## [WHAT YOU HAVE TO DO]
Which lines in the records below contain the word "cloud"? Show every one of those lines in full.

─── RECORDED INFORMATION ───

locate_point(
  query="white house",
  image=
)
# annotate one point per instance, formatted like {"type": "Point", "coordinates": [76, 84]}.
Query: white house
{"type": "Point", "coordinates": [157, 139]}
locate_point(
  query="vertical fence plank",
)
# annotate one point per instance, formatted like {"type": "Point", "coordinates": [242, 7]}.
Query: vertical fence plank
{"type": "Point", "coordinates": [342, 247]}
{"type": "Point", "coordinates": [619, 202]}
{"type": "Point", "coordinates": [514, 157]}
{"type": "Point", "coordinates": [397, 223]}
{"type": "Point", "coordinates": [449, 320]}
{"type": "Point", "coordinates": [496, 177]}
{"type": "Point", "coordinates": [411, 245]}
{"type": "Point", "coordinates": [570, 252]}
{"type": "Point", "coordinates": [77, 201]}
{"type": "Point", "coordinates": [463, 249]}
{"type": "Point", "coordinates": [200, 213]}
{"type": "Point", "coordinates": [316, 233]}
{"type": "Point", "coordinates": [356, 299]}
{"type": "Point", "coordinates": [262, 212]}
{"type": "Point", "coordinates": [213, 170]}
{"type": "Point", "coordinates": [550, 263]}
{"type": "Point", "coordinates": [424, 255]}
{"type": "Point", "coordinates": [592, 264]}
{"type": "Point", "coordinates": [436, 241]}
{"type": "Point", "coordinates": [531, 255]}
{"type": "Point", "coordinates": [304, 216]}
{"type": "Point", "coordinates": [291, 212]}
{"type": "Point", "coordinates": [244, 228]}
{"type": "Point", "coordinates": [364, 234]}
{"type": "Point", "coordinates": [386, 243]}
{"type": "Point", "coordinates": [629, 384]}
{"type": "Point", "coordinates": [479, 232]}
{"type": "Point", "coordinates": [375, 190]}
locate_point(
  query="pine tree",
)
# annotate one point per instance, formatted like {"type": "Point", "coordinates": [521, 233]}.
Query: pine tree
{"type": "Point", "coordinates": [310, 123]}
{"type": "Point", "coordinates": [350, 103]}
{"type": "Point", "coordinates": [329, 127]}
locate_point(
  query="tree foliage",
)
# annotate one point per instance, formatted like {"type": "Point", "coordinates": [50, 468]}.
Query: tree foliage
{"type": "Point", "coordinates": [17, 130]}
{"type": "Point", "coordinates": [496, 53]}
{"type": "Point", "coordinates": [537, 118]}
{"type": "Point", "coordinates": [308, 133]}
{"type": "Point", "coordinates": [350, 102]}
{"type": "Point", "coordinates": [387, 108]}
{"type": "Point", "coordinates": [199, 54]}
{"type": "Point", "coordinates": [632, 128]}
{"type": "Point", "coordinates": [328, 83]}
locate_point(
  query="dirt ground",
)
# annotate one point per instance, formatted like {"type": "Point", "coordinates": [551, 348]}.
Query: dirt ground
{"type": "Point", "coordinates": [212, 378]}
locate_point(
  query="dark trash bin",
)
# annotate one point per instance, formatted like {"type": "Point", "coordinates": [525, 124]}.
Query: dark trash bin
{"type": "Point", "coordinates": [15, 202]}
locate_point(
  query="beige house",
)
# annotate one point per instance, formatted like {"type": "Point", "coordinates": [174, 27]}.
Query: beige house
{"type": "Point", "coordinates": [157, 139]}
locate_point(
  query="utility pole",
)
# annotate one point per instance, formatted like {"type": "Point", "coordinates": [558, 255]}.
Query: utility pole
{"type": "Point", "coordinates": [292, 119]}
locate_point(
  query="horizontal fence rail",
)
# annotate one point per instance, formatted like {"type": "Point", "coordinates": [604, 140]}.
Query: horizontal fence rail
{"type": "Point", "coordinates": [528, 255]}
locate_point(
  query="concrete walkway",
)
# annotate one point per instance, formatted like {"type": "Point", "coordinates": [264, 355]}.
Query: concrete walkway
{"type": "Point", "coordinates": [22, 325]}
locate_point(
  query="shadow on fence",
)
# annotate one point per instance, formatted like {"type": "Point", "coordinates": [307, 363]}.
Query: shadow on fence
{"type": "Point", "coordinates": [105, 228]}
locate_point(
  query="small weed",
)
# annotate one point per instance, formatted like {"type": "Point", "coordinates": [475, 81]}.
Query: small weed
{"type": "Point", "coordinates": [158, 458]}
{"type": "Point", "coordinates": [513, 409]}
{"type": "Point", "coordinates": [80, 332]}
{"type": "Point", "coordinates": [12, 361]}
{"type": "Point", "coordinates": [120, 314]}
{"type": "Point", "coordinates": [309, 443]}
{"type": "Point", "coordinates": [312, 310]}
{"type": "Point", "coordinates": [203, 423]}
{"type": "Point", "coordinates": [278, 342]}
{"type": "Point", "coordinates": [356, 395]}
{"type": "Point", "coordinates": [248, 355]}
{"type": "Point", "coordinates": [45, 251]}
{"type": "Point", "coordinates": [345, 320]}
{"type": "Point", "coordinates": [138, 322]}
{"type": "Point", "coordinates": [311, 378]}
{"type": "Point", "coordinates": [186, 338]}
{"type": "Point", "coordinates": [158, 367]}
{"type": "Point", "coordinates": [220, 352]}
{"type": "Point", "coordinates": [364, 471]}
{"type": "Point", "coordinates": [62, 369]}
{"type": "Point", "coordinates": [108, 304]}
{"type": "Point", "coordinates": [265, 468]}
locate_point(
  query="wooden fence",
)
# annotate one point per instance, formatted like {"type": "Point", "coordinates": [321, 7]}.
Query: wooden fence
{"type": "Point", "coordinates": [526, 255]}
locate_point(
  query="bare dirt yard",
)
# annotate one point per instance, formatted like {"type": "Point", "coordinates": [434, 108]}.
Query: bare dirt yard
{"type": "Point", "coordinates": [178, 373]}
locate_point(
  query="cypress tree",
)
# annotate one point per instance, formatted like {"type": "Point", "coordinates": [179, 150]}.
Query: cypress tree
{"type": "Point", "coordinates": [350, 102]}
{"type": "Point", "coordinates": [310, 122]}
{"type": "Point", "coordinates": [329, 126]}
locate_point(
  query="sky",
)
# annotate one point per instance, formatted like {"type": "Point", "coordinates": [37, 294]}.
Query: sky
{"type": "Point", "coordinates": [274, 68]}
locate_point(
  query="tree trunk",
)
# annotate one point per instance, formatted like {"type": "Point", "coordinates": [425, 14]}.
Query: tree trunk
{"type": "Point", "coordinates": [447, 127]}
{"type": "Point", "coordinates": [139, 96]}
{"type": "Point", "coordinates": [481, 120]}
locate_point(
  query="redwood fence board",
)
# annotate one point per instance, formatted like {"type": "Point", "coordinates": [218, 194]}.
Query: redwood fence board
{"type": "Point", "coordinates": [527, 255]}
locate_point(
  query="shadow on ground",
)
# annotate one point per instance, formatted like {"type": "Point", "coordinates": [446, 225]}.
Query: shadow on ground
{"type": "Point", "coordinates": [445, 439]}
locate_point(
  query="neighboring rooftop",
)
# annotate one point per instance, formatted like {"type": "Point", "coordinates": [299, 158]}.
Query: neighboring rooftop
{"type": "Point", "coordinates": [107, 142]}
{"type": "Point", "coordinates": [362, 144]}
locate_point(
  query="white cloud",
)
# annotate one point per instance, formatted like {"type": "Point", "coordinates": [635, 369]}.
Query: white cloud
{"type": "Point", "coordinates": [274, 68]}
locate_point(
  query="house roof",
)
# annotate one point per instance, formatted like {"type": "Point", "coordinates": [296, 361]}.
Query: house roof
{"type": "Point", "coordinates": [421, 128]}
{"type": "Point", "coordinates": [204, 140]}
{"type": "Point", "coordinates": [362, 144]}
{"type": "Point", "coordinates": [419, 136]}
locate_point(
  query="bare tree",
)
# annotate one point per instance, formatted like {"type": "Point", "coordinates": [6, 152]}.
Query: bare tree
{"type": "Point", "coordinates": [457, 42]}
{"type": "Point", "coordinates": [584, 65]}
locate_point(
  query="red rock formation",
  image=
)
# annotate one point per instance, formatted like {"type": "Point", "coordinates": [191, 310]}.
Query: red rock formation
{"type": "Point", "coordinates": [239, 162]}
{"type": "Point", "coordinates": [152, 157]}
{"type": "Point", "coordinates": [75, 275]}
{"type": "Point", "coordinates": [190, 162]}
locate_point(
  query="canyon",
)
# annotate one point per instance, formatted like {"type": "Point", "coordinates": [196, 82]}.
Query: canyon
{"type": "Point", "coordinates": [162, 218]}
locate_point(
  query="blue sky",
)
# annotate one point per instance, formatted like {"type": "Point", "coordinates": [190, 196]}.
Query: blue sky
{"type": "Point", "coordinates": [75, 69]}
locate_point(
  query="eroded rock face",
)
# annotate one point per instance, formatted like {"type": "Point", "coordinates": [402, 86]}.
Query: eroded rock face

───

## [SOLUTION]
  query="white cloud",
Query: white cloud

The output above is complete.